**DIRECTIVE:** Collect every line of the listing below that contains the string "hillside", copying each one in full.

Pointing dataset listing

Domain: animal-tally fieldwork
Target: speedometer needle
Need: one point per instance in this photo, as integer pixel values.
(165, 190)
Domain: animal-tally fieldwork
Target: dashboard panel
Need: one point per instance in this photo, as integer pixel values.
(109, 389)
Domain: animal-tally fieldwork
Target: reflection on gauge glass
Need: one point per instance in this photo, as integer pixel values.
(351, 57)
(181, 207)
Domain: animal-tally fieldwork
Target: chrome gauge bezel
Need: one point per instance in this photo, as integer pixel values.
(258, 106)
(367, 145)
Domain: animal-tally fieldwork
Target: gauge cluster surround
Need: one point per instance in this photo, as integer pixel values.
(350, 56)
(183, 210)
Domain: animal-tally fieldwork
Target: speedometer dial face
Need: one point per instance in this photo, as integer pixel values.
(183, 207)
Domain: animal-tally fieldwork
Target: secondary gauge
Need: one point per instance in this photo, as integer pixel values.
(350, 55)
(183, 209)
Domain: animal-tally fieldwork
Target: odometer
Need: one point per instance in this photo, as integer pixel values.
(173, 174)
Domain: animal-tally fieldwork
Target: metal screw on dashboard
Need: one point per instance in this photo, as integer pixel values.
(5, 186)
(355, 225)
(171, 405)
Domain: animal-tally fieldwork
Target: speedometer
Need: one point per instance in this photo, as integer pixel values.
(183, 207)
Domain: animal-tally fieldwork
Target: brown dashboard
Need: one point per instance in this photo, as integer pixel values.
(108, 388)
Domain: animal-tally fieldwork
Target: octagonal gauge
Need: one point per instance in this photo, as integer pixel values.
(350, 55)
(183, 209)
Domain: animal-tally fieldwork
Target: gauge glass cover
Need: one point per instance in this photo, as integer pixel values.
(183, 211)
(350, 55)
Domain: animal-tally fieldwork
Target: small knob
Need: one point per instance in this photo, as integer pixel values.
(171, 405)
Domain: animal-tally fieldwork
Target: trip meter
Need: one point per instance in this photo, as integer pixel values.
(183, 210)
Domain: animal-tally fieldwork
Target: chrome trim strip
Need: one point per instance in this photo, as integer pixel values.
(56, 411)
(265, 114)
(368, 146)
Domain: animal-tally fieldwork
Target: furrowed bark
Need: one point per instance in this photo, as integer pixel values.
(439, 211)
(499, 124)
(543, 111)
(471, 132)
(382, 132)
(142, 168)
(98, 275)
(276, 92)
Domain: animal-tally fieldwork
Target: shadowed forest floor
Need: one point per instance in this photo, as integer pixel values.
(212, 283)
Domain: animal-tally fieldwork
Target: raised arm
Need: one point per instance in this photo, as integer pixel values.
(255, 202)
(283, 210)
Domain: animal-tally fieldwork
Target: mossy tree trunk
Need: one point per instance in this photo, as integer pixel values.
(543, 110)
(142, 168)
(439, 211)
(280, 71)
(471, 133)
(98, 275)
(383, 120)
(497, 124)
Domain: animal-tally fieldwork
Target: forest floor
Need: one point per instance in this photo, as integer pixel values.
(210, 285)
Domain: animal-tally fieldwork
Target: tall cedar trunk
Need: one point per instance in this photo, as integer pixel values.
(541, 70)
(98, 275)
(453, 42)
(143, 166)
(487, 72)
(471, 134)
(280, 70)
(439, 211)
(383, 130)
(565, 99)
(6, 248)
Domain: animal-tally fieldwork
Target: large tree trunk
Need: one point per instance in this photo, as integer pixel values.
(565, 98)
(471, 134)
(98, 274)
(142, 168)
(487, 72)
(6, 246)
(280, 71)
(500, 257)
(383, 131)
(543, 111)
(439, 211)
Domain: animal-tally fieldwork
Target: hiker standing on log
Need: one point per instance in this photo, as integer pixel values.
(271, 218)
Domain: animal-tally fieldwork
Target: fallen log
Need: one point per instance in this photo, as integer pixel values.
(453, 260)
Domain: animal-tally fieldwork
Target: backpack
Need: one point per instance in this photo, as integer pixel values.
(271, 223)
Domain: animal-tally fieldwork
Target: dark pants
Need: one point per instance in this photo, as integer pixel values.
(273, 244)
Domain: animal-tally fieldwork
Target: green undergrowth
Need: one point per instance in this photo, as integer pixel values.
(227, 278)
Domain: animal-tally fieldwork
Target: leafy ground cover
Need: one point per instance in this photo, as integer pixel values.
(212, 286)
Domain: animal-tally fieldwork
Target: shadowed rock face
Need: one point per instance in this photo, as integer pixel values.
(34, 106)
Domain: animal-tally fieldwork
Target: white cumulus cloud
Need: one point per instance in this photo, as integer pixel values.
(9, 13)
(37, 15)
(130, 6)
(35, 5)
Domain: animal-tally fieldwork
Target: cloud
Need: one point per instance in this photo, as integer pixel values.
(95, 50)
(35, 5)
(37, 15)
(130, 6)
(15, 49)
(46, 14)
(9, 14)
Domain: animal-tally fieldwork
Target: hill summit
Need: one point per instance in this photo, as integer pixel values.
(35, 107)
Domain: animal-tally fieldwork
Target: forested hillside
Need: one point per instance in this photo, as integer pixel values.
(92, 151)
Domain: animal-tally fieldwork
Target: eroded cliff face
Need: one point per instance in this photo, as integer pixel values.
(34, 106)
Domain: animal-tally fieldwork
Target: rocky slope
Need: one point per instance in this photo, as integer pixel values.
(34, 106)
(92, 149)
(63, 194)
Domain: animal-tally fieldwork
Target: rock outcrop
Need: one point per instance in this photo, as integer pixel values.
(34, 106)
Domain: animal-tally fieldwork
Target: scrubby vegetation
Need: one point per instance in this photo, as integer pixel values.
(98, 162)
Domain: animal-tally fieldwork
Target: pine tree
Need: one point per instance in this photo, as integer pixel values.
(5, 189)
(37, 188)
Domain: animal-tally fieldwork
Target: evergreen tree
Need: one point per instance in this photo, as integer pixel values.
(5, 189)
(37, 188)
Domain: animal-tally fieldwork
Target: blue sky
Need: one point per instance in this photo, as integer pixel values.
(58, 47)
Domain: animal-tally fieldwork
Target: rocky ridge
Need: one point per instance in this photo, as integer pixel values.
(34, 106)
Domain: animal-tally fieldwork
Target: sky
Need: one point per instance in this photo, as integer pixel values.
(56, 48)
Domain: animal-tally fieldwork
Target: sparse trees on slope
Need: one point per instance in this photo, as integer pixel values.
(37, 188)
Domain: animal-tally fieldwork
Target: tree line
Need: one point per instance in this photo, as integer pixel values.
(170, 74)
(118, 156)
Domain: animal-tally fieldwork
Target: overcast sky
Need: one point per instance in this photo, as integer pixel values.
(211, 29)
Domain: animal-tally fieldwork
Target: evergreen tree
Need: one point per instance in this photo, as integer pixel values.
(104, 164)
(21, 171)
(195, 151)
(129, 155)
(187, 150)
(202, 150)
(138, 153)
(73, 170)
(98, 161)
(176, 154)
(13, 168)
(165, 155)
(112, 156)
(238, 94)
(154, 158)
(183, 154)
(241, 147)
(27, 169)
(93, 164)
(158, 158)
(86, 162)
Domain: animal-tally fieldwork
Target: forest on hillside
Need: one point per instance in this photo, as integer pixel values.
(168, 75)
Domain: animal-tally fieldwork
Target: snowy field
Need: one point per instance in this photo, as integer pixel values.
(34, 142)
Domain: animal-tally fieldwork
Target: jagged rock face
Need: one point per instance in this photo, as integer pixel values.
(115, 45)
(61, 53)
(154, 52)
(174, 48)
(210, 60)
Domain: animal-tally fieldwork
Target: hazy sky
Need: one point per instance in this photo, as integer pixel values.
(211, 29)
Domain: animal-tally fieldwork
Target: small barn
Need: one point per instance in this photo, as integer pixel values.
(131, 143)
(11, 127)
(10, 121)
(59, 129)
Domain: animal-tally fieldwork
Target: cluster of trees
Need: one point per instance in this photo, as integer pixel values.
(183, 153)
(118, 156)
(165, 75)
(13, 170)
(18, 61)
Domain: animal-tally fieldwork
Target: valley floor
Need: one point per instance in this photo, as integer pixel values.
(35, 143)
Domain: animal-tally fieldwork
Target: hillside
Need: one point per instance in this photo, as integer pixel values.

**FINISHED ANSWER:**
Target: forested hillside
Target: forest on hillside
Target: hillside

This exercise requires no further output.